▶ _What to produce_: Revise the lines below by changing every "dentil molding" to "crown molding" and keeping everything else the same. Omit the pictures from your answer.

───── Exercise input ─────

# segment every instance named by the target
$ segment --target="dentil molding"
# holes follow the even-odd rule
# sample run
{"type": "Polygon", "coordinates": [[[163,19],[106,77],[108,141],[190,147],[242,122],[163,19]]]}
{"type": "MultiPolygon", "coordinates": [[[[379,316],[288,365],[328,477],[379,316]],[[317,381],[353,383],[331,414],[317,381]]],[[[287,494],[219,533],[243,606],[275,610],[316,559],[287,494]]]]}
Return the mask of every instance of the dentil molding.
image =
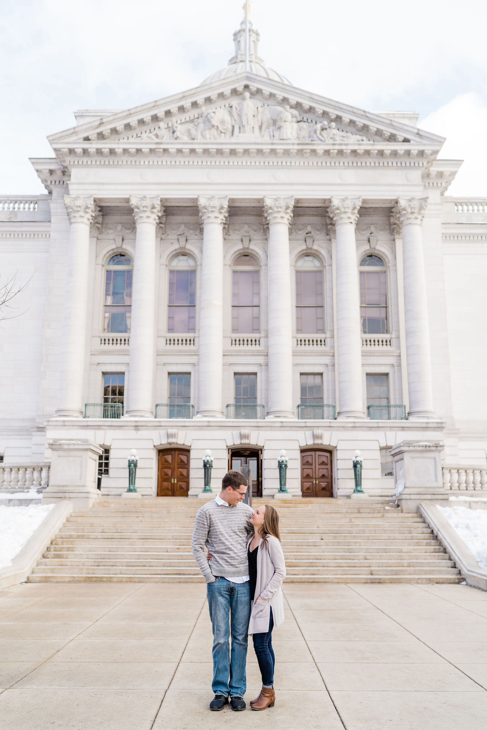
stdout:
{"type": "Polygon", "coordinates": [[[351,223],[355,226],[358,220],[358,210],[361,198],[331,198],[328,213],[334,226],[351,223]]]}
{"type": "Polygon", "coordinates": [[[199,209],[199,218],[203,226],[205,223],[225,223],[229,214],[229,199],[228,196],[219,197],[212,195],[209,198],[204,196],[198,197],[198,208],[199,209]]]}
{"type": "Polygon", "coordinates": [[[291,226],[293,220],[293,207],[294,207],[294,198],[291,196],[288,198],[270,198],[265,196],[264,198],[264,220],[267,226],[272,223],[287,223],[291,226]]]}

─────

▶ _Task solution_:
# segment every instance named by the target
$ segment --target="crown molding"
# holes follow the even-odd rule
# sample run
{"type": "Polygon", "coordinates": [[[163,19],[106,77],[108,141],[190,147],[242,122],[163,19]]]}
{"type": "MultiPolygon", "coordinates": [[[[379,316],[288,365],[328,477],[379,316]],[[317,381],[353,383],[331,414],[317,381]]],[[[287,494],[219,533],[243,606],[275,610],[316,559],[287,494]]]]}
Return the mask of every instance of the crown molding.
image =
stdout:
{"type": "Polygon", "coordinates": [[[351,223],[355,226],[358,220],[358,210],[361,198],[331,198],[328,213],[334,226],[351,223]]]}
{"type": "Polygon", "coordinates": [[[199,209],[199,218],[203,226],[205,223],[225,223],[229,214],[229,199],[228,196],[219,197],[212,195],[209,198],[204,196],[198,197],[198,208],[199,209]]]}
{"type": "Polygon", "coordinates": [[[291,226],[293,220],[293,207],[294,207],[294,198],[291,196],[288,198],[270,198],[265,196],[264,198],[264,220],[267,226],[272,223],[287,223],[291,226]]]}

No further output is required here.